**Stated problem:**
Rewrite the items below, requests included, from the start of the items through the line that contains "56 26 153 300", with both ends included. Increase every bounding box coordinate in the answers by 83, and leave the pictures out.

**The input:**
________________________

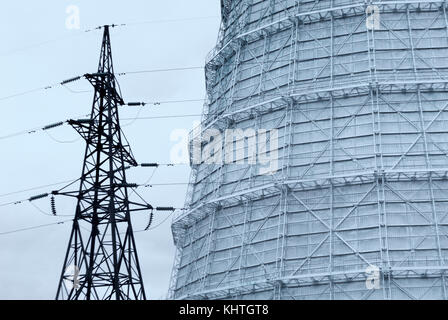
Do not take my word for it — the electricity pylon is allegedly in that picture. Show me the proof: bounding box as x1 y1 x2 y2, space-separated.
56 26 152 300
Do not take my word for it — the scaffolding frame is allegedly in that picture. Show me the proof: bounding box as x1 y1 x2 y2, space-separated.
169 0 448 299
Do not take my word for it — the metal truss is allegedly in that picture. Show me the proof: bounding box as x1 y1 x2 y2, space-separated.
56 26 152 300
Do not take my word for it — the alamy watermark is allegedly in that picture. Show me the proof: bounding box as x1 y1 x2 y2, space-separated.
170 124 279 175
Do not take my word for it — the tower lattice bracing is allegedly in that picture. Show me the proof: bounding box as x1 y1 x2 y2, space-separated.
56 26 147 300
170 0 448 299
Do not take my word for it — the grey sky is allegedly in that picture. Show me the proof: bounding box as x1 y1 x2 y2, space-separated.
0 0 219 299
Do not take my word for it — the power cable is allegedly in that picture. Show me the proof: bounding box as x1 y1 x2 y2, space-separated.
0 220 73 236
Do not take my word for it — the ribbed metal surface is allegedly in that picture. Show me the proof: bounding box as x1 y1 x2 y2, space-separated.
170 0 448 299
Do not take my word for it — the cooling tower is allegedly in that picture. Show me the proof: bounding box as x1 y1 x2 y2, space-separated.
169 0 448 299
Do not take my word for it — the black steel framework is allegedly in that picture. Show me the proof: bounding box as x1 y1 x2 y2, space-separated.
56 26 149 300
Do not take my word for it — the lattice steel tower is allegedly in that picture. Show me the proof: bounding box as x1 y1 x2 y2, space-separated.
56 26 148 300
170 0 448 299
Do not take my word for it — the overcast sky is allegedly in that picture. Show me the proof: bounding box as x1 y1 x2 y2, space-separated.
0 0 220 299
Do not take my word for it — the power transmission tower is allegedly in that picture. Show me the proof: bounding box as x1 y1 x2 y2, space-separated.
56 26 153 300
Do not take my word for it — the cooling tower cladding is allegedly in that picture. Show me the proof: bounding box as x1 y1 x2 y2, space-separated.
170 0 448 299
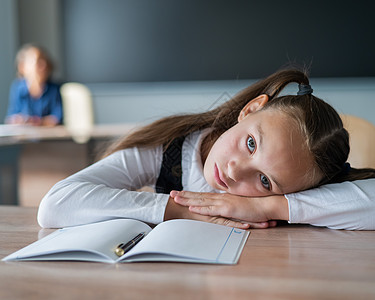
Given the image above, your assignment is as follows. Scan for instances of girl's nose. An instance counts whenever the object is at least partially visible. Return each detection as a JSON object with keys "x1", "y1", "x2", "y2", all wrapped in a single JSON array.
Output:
[{"x1": 228, "y1": 159, "x2": 250, "y2": 182}]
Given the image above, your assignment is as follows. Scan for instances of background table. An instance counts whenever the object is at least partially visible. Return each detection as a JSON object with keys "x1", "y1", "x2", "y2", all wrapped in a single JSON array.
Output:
[{"x1": 0, "y1": 206, "x2": 375, "y2": 300}]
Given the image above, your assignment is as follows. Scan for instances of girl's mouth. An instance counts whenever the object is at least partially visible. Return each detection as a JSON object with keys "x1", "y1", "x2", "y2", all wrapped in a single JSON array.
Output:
[{"x1": 214, "y1": 164, "x2": 228, "y2": 189}]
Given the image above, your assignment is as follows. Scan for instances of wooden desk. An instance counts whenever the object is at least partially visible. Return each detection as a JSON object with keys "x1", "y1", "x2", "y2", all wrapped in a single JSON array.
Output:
[{"x1": 0, "y1": 206, "x2": 375, "y2": 300}]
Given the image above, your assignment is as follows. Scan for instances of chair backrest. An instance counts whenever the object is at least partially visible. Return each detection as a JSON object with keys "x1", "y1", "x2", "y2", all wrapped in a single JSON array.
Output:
[
  {"x1": 60, "y1": 82, "x2": 94, "y2": 143},
  {"x1": 341, "y1": 115, "x2": 375, "y2": 168}
]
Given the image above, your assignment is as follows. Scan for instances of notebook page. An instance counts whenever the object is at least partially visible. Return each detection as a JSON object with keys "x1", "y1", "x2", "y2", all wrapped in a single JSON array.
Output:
[
  {"x1": 4, "y1": 219, "x2": 151, "y2": 261},
  {"x1": 123, "y1": 220, "x2": 249, "y2": 263}
]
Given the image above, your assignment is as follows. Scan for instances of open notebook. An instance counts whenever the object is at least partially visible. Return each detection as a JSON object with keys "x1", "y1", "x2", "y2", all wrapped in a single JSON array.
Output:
[{"x1": 3, "y1": 219, "x2": 249, "y2": 264}]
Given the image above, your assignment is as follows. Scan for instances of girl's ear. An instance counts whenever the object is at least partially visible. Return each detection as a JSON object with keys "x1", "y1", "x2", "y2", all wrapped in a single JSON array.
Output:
[{"x1": 238, "y1": 94, "x2": 269, "y2": 122}]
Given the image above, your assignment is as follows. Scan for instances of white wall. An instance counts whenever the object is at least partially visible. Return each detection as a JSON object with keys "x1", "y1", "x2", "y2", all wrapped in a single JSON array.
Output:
[
  {"x1": 88, "y1": 78, "x2": 375, "y2": 124},
  {"x1": 0, "y1": 0, "x2": 18, "y2": 123}
]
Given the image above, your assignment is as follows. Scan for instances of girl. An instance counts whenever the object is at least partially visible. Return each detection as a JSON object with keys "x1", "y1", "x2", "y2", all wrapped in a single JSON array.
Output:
[
  {"x1": 38, "y1": 69, "x2": 375, "y2": 229},
  {"x1": 5, "y1": 44, "x2": 62, "y2": 126}
]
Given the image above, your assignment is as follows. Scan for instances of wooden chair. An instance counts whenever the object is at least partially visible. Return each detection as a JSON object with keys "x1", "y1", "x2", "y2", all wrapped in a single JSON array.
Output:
[{"x1": 341, "y1": 115, "x2": 375, "y2": 168}]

________________________

**Task output:**
Do not take my word for it — the electricity pylon is allegedly in that picture. Show me the proof: bounding box as x1 y1 x2 y2, space-separated.
139 109 235 383
Do not take my word for it — the scaffolding frame is allegedly in that picture. Show me the proof: bounding box as x1 y1 x2 y2, space-separated.
252 83 531 382
Do not take my word for it — the metal truss is allegedly in that picture. Show me the proof: bounding box as x1 y1 x2 y2, space-separated.
139 109 235 383
Do not take my word for it — the alamy watermark is allegedly in that picture. Show me the proof: bounding box as x1 y1 x2 y2, space-separated.
253 207 362 258
Do not take my word for it — the tower lattice bracing is allegedly in that picture. Show me the proof: bounding box as x1 y1 x2 y2, space-separated.
139 109 230 383
253 83 531 382
Do not take my word for it — the grey sky is allegedly in that picture. Show me the proof: bounding box as x1 y1 x2 y2, space-separated.
83 83 302 382
Do not take my word for it — the power cable is allegedly in that picture. Show me the proof: bounding box as x1 y1 x2 y2, space-separated.
83 303 156 319
Do not take my word for it — the ribbed metal surface is allegedly in that picture. Show me the proof: bounding box as x1 y1 x2 y2, space-separated.
253 83 531 382
Do not take my word for it — the cooling tower is allegedly in that picture. Show me the proof: bounding box as x1 y1 x2 y2, space-separated.
252 83 531 382
Do not take my word for it — the black steel framework is allegedly in that picture. Show me the proof: bounding box as x1 y1 x2 y2, space-separated.
139 109 232 383
Do not take my word for it — the lattice steel tower is allegedly in that picture. Show me the proof: bounding box as x1 y1 x2 y2, space-separated.
139 109 231 383
253 83 531 382
Do not take my word for it — the overcast sky is allegedly in that picture. Show me the proof: bounding box as x1 y1 x2 y2, space-separated.
83 83 303 382
Do not take my word for it — the power transmission tower is allegedly in that picture. Show me the proof: bounding box as x1 y1 x2 y2, space-separated.
139 109 236 383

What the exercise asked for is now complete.